| Task |
Output every record below precisely as it is written.

| Recorded information |
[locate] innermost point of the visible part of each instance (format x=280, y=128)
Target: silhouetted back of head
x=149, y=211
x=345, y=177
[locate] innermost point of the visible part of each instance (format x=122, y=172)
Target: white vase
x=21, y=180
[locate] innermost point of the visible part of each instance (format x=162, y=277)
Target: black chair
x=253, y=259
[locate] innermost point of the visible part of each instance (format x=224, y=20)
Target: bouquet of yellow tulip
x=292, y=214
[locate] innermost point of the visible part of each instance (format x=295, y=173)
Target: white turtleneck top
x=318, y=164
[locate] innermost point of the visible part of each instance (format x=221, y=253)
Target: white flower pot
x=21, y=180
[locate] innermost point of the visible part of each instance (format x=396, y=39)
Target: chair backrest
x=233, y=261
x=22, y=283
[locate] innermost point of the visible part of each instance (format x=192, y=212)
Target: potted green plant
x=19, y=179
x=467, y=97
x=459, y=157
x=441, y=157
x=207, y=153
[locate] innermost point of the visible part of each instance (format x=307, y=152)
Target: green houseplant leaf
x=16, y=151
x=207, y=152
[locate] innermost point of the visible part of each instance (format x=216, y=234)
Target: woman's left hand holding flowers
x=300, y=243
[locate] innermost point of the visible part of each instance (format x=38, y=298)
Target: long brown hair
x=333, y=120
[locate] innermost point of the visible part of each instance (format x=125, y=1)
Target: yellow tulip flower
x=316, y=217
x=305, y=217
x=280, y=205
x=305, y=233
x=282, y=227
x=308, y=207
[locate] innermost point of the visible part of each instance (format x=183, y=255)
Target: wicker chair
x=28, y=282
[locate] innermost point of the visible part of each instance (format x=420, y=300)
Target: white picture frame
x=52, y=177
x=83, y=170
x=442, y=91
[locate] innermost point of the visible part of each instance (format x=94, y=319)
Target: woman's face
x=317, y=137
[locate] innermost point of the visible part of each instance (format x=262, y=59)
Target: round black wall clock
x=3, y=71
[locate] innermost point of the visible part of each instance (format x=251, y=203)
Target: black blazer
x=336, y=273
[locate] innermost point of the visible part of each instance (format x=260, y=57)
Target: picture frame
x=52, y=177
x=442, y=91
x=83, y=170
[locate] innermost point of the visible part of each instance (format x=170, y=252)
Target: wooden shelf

| Exercise answer |
[locate] innermost point of the visible part of each instance (format x=280, y=128)
Target: silhouetted back of head
x=149, y=211
x=345, y=177
[locate] innermost point of the visible part of each instance (format x=122, y=172)
Target: white vase
x=21, y=180
[locate] innermost point of the visible part of each instance (format x=162, y=277)
Target: black chair
x=253, y=259
[locate] innermost point of the visible part of each instance (format x=224, y=20)
Target: bouquet of yellow tulip
x=292, y=214
[locate] innermost point of the visible part of each instance (format x=295, y=173)
Target: white turtleneck top
x=318, y=164
[locate] innermost point of the visible part of each instance (format x=221, y=253)
Target: white flower pot
x=21, y=180
[locate] innermost point of the visible part of each instance (format x=396, y=39)
Target: chair backrest
x=233, y=261
x=22, y=283
[locate] innermost point of the visible part of each instance (format x=192, y=212)
Target: potted green plant
x=19, y=179
x=467, y=97
x=459, y=157
x=441, y=157
x=207, y=153
[locate] innermost point of the visible part of each instance (format x=307, y=152)
Target: green houseplant leaf
x=16, y=151
x=207, y=152
[locate] innermost point of the visible part of each instance (format x=216, y=234)
Target: woman's left hand holding flowers
x=300, y=243
[locate] innermost point of the visible part of each instance (format x=38, y=298)
Target: long brown hair
x=333, y=120
[locate] innermost point of the visible part of each instance (format x=125, y=1)
Target: yellow tulip flower
x=316, y=217
x=305, y=217
x=280, y=205
x=305, y=233
x=282, y=227
x=308, y=207
[locate] innermost point of the visible part of each instance (format x=183, y=255)
Target: wicker chair
x=28, y=282
[locate] innermost point of the visible part of each instance (format x=420, y=300)
Target: white picture frame
x=52, y=177
x=83, y=170
x=442, y=91
[locate] innermost point of the visible part of each instance (format x=94, y=319)
Target: woman's face
x=317, y=137
[locate] innermost point of the visible part of each instance (format x=262, y=59)
Target: round black wall clock
x=3, y=71
[locate] innermost point of the visible part of each instance (format x=251, y=203)
Target: black blazer
x=336, y=273
[locate] innermost point of the visible part of each instance (format x=260, y=57)
Target: picture frame
x=52, y=177
x=442, y=91
x=83, y=170
[locate] innermost point of the visible part of each instance (format x=170, y=252)
Target: wooden shelf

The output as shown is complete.